#### [Gewünschtes Ergebnis]
Schreib die gesamte Auflistung unten in eine JSON-Liste aus Zeichenketten um, eine Zeichenkette pro Zeile. Leere Zeilen lässt du weg.

#### [Die Auflistung]
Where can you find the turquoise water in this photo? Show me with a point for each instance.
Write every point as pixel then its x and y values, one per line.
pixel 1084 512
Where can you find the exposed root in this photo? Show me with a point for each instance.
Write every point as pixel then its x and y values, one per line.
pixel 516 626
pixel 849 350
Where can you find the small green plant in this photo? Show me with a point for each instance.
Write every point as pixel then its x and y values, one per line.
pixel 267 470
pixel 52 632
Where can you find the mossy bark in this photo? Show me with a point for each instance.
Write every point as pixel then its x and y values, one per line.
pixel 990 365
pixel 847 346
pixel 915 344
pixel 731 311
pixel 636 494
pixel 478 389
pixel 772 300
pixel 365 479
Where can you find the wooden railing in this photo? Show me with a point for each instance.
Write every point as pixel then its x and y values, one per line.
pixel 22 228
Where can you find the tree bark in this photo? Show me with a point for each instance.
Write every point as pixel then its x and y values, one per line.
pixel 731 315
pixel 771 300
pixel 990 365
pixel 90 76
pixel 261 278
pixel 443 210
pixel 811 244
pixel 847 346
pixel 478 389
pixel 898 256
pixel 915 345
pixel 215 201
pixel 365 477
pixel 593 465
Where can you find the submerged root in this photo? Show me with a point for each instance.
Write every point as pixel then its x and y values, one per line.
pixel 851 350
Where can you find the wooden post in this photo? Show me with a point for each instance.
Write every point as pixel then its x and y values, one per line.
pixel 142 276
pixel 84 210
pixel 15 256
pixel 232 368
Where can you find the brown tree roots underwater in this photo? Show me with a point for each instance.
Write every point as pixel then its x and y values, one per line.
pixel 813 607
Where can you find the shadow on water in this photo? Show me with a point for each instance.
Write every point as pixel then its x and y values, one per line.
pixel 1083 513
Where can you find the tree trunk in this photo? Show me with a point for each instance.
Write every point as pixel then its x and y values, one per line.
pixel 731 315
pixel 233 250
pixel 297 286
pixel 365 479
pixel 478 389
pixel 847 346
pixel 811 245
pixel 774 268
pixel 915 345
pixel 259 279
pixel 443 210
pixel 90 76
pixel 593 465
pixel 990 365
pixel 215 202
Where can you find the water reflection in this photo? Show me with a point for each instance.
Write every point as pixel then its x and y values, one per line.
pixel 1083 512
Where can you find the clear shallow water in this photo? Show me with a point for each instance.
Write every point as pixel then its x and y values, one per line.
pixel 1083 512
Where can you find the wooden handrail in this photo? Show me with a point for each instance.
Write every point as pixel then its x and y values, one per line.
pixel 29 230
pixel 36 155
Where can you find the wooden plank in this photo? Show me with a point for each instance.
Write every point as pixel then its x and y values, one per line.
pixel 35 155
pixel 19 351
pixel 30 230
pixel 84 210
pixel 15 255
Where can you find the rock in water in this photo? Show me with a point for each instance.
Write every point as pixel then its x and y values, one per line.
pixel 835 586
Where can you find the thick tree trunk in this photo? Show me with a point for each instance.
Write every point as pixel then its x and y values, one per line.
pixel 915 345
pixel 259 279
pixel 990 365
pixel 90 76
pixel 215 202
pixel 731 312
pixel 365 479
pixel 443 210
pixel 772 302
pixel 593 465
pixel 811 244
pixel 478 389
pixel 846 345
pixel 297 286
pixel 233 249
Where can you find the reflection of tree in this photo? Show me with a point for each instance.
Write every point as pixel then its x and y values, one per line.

#### [Ausgearbeitete Lösung]
[
  "Where can you find the turquoise water in this photo? Show me with a point for each instance.",
  "Write every point as pixel then its x and y values, one per line.",
  "pixel 1084 512",
  "Where can you find the exposed root in this photo? Show me with a point for each instance.",
  "Write every point as pixel then its x and y values, one per line.",
  "pixel 516 626",
  "pixel 849 350",
  "Where can you find the small green plant in this photo? Show me with a point for each instance.",
  "Write every point as pixel then its x and y values, one per line.",
  "pixel 267 470",
  "pixel 52 632",
  "Where can you find the mossy bark in this photo? Show me with a point for each instance.",
  "Write every point as pixel then its x and y values, one per line.",
  "pixel 990 365",
  "pixel 847 346",
  "pixel 915 344",
  "pixel 731 311",
  "pixel 636 494",
  "pixel 478 389",
  "pixel 772 300",
  "pixel 365 479",
  "Where can you find the wooden railing in this photo? Show me with a point for each instance.",
  "Write every point as pixel then its x and y values, one per line.",
  "pixel 22 228",
  "Where can you find the tree bark in this photo? Show me with a point for each instance.",
  "Write every point as pixel then its x and y values, one per line.",
  "pixel 731 315",
  "pixel 771 300",
  "pixel 990 365",
  "pixel 90 76",
  "pixel 261 278",
  "pixel 443 210",
  "pixel 811 244",
  "pixel 847 346",
  "pixel 478 389",
  "pixel 898 256",
  "pixel 915 345",
  "pixel 215 201",
  "pixel 365 477",
  "pixel 593 465",
  "Where can you find the submerged root in this photo? Show me with a point for each instance.",
  "Write every point as pixel then its x and y values, one per line.",
  "pixel 851 350",
  "Where can you find the wooden post in this photo? Show me with a point for each instance.",
  "Write every point as pixel then its x and y values, one per line.",
  "pixel 142 276",
  "pixel 84 210",
  "pixel 15 256",
  "pixel 232 368",
  "Where can you find the brown tree roots underwater in this photo? Show me with a point for each instance.",
  "Write every point as pixel then its x and y values, one per line.",
  "pixel 813 607",
  "Where can you find the shadow on water in this photo? Show me with a point for each instance.",
  "Write every point as pixel then its x and y values, one per line.",
  "pixel 1083 513",
  "Where can you find the tree trunk in this photo? Show me with a point for each instance.",
  "Write every point as pixel then its x and y values, one per line.",
  "pixel 731 315",
  "pixel 233 250",
  "pixel 297 286",
  "pixel 365 479",
  "pixel 478 389",
  "pixel 847 346",
  "pixel 811 245",
  "pixel 774 268",
  "pixel 915 345",
  "pixel 259 279",
  "pixel 443 210",
  "pixel 90 76",
  "pixel 593 465",
  "pixel 990 365",
  "pixel 215 202",
  "Where can you find the water reflection in this photo? Show me with a point for each instance.",
  "Write every point as pixel then its x and y values, one per line.",
  "pixel 1083 512",
  "Where can you find the clear shallow water in this photo? Show me with a point for each instance.",
  "Write every point as pixel then its x and y values, one per line.",
  "pixel 1083 512",
  "Where can you find the wooden handrail in this photo? Show me with a point for each instance.",
  "Write every point as pixel then its x and y values, one per line.",
  "pixel 29 230",
  "pixel 36 155",
  "Where can you find the wooden plank in this photo? Show me with a point for each instance.",
  "Write every point as pixel then its x and y values, one per line.",
  "pixel 35 155",
  "pixel 19 351",
  "pixel 30 230",
  "pixel 84 210",
  "pixel 15 255",
  "Where can you find the rock in water in this photo? Show me with a point for each instance.",
  "Write every point as pixel then its x and y values, one per line.",
  "pixel 835 586",
  "Where can you find the thick tree trunk in this photo? Show me with a point for each instance.",
  "Write every point as pixel then its x and y values, one per line.",
  "pixel 915 345",
  "pixel 259 279",
  "pixel 990 365",
  "pixel 90 76",
  "pixel 215 202",
  "pixel 731 312",
  "pixel 365 479",
  "pixel 443 210",
  "pixel 772 302",
  "pixel 593 465",
  "pixel 811 244",
  "pixel 478 389",
  "pixel 846 345",
  "pixel 297 286",
  "pixel 233 249",
  "Where can you find the reflection of tree in this photo? Show me with a point for each instance.",
  "Write every point as pixel then its x and y values, one per line."
]